## Extract provided
-Can you tell me about a situation when work is difficult around here?
The group of construction workers at first seemed startled by the question, but clearly interested in engaging. Somewhat hesitantly one of them disclosed that they had problems with the availability of tools on site. It wasn’t perhaps that work was difficult to perform, but it was frustrating to spend ‘hours every day’ looking for tools. Some of the other participants joined in and explained that the tool store didn’t have enough of the specific tools needed for various jobs. “So the storeman tells us to find the person who checked out the tool and ask to borrow it from them”. On a large site this task was not entirely straightforward. Sometimes they couldn’t find the tools and new ones had to be ordered. Time and money were being wasted on a project with very tight delivery dates.
In the following focus group, the information about the tool situation was used to trigger discussion. It brought out additional layers of the issue.
-The problem is that people hide tools! They don’t want to waste time looking for tools, so they don’t share the tools when asked. If you let go of some tools, chances are that you won’t get them back when you need them.
The solution to the tool shortage problem was functional from a very local view, but with huge costs for colleagues and ultimately project delivery. Garret Hardin’s ‘Tragedy of the commons’ seemed relevant. However, I was touched by how passionate these people were to do a good job. They wanted to achieve great outcomes, but were undermined by scarcity and complexity.
In the subsequent focus groups the tooling issue became a standing point to explore. While the problem seemed clear enough, I expected to find more diversity in how people had solved the issue.

## Entries provided
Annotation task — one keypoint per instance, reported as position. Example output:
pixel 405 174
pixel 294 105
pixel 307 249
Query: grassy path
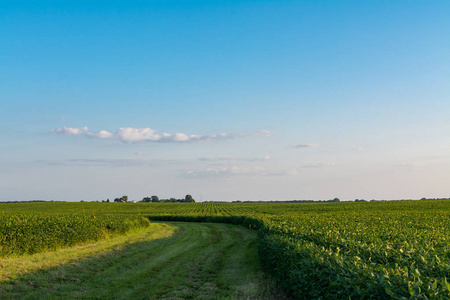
pixel 170 260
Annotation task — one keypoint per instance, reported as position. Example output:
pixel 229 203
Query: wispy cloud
pixel 136 135
pixel 319 165
pixel 236 171
pixel 231 158
pixel 141 153
pixel 102 134
pixel 107 162
pixel 306 146
pixel 70 130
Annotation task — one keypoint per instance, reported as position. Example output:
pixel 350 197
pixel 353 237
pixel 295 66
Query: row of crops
pixel 378 250
pixel 28 233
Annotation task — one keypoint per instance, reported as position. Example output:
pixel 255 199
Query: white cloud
pixel 129 134
pixel 141 153
pixel 237 171
pixel 306 146
pixel 102 134
pixel 136 135
pixel 231 158
pixel 70 131
pixel 319 165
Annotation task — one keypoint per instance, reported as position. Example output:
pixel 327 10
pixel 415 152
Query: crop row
pixel 28 233
pixel 380 250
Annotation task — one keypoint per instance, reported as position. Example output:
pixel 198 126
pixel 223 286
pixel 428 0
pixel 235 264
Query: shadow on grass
pixel 96 275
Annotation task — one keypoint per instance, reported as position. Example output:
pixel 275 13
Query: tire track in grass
pixel 171 260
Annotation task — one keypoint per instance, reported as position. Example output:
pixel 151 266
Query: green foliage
pixel 28 233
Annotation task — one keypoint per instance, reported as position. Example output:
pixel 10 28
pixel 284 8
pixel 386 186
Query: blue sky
pixel 224 100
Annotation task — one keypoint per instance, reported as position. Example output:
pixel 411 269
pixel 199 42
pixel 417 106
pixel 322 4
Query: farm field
pixel 163 261
pixel 377 250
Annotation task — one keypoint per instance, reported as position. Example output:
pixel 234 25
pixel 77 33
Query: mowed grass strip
pixel 172 260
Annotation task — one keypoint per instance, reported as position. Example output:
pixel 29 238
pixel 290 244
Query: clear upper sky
pixel 224 100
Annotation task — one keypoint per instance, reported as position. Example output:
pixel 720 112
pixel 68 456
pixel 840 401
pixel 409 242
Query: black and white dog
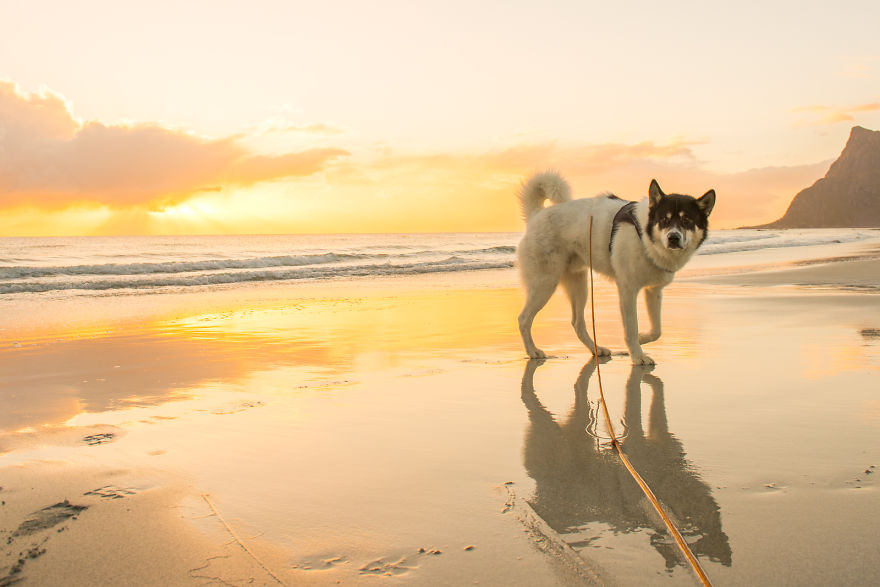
pixel 639 245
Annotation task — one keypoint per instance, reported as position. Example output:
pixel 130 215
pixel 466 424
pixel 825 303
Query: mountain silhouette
pixel 849 194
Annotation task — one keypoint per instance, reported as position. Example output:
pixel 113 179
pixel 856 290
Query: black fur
pixel 626 215
pixel 674 204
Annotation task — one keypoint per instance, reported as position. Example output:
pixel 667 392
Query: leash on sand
pixel 239 542
pixel 685 549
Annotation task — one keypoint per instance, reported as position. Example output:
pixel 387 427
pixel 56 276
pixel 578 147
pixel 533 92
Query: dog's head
pixel 676 221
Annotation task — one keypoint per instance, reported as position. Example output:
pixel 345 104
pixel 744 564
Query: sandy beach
pixel 391 430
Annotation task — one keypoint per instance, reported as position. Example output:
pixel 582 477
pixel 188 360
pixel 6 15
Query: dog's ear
pixel 655 194
pixel 707 202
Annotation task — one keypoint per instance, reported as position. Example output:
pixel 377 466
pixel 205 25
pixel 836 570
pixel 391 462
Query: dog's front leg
pixel 653 299
pixel 629 314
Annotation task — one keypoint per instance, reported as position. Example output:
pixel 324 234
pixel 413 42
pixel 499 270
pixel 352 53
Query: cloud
pixel 477 191
pixel 824 115
pixel 47 157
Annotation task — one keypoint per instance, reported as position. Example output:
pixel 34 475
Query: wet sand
pixel 391 430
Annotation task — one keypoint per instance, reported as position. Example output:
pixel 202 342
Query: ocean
pixel 100 266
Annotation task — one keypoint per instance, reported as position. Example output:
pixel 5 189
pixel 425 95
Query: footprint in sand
pixel 111 492
pixel 380 567
pixel 48 517
pixel 102 438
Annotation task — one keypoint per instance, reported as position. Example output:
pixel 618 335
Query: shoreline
pixel 340 432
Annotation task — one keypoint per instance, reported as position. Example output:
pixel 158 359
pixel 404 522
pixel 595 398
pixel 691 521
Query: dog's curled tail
pixel 548 185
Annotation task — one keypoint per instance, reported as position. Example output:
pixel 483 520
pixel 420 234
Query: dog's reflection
pixel 579 482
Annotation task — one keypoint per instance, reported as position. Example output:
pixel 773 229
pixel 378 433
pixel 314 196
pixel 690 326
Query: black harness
pixel 626 215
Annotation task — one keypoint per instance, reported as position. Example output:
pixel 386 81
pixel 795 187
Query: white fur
pixel 554 250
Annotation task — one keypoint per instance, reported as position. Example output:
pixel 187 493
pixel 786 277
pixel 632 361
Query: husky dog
pixel 638 245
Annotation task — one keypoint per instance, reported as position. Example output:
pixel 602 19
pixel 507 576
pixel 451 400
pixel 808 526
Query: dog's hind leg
pixel 653 299
pixel 628 312
pixel 575 284
pixel 538 292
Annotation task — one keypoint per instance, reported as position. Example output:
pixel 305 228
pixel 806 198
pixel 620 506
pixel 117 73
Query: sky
pixel 268 117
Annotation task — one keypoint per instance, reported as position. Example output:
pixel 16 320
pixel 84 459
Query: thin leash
pixel 685 549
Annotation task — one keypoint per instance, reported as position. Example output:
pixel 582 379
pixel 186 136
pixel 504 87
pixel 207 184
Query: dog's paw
pixel 603 351
pixel 537 354
pixel 643 360
pixel 646 337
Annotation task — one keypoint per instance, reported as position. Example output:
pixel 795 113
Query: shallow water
pixel 363 425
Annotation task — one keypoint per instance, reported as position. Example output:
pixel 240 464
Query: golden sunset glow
pixel 396 128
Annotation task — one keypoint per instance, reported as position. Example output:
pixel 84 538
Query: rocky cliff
pixel 848 195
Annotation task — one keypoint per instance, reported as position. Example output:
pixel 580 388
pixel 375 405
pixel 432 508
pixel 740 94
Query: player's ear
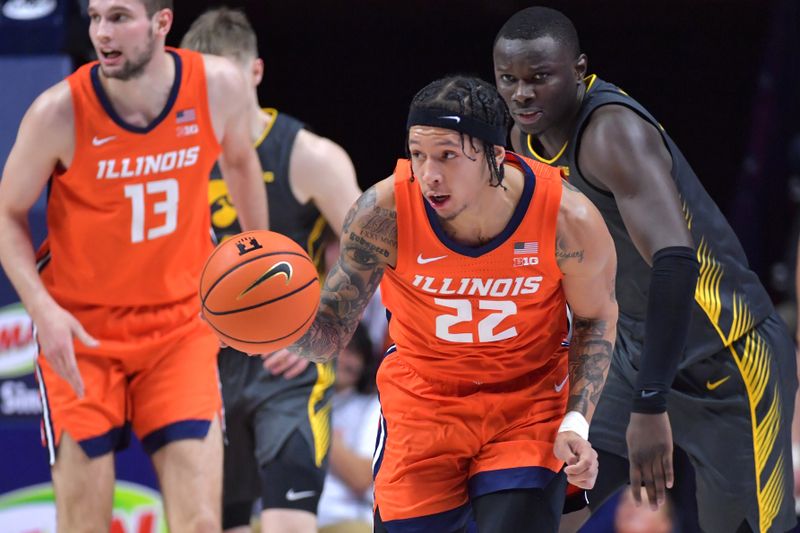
pixel 257 71
pixel 499 154
pixel 162 20
pixel 581 68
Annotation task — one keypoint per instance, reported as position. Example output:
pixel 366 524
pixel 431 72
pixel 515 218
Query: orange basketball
pixel 259 291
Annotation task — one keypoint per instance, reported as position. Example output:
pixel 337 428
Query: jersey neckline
pixel 109 109
pixel 503 236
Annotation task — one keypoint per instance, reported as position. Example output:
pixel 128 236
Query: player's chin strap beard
pixel 443 118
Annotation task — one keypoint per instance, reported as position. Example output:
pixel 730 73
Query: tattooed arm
pixel 586 256
pixel 368 246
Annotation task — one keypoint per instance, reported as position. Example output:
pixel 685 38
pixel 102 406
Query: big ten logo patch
pixel 223 213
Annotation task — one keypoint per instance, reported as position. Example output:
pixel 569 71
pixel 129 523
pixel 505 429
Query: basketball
pixel 259 291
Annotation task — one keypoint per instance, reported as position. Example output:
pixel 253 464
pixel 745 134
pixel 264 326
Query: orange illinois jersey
pixel 481 314
pixel 128 221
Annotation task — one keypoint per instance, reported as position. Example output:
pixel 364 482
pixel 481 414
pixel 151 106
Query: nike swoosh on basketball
pixel 712 386
pixel 561 385
pixel 282 268
pixel 425 260
pixel 100 142
pixel 292 496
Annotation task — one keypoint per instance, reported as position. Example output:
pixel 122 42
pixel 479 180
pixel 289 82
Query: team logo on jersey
pixel 525 261
pixel 243 249
pixel 495 287
pixel 526 248
pixel 282 268
pixel 186 130
pixel 185 116
pixel 147 165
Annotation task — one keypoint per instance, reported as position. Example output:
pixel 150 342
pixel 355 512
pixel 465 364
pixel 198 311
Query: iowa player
pixel 701 357
pixel 278 426
pixel 125 145
pixel 477 251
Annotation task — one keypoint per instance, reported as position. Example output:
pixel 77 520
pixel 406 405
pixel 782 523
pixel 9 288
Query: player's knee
pixel 288 521
pixel 204 521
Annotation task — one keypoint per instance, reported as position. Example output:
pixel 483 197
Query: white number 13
pixel 486 327
pixel 167 207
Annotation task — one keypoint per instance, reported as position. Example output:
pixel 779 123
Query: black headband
pixel 442 118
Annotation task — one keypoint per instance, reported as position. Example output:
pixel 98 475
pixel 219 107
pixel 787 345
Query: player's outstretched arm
pixel 322 172
pixel 44 140
pixel 368 246
pixel 587 258
pixel 241 170
pixel 623 153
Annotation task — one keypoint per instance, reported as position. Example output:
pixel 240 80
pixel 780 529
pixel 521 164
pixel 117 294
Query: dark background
pixel 349 69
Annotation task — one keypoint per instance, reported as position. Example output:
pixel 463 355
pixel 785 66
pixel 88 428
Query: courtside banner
pixel 137 509
pixel 19 396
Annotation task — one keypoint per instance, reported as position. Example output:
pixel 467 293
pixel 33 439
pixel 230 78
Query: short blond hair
pixel 223 32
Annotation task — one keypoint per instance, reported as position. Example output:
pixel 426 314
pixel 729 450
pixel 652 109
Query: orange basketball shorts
pixel 154 371
pixel 441 444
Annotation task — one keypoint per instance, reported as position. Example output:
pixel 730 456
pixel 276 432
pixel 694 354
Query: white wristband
pixel 574 421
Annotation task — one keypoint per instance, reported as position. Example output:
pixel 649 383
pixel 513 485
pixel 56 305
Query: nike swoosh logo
pixel 425 260
pixel 282 268
pixel 712 386
pixel 101 142
pixel 292 496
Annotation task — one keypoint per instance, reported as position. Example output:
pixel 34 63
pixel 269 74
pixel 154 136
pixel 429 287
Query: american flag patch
pixel 527 247
pixel 185 115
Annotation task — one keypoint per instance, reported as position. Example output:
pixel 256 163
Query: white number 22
pixel 486 327
pixel 167 207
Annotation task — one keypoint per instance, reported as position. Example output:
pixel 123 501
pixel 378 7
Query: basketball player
pixel 702 359
pixel 277 426
pixel 125 146
pixel 480 251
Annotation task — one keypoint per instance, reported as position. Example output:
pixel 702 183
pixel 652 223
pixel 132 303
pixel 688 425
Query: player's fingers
pixel 660 483
pixel 71 373
pixel 649 484
pixel 636 483
pixel 669 471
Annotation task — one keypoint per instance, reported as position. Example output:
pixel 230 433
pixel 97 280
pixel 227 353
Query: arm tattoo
pixel 589 360
pixel 369 236
pixel 563 253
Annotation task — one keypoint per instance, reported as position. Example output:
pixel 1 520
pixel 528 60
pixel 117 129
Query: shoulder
pixel 575 209
pixel 379 197
pixel 616 125
pixel 224 79
pixel 582 239
pixel 52 113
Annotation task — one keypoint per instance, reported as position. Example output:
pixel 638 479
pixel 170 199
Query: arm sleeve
pixel 669 309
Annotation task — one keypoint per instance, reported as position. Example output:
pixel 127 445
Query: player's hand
pixel 55 329
pixel 581 459
pixel 650 454
pixel 285 363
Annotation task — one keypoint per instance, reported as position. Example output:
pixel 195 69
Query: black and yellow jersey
pixel 729 297
pixel 303 223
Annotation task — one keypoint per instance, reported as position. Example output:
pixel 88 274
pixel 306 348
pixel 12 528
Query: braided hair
pixel 471 97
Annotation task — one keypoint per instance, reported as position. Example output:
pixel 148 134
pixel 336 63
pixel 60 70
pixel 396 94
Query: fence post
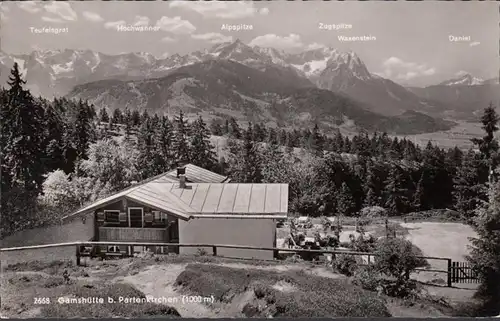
pixel 78 256
pixel 449 272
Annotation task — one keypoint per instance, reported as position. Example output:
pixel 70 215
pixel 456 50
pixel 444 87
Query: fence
pixel 453 270
pixel 462 272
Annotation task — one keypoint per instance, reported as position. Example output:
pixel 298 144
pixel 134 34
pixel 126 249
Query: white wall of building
pixel 233 231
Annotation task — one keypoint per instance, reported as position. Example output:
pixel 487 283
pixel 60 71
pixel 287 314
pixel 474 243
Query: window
pixel 113 249
pixel 159 216
pixel 112 216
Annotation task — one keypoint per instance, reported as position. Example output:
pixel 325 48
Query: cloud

## Directions for this task
In the account of the construction site tool shortage, what does the storeman tell workers to do when the store lacks a needed tool?

## Response
Find the person who checked out the tool and ask to borrow it from them.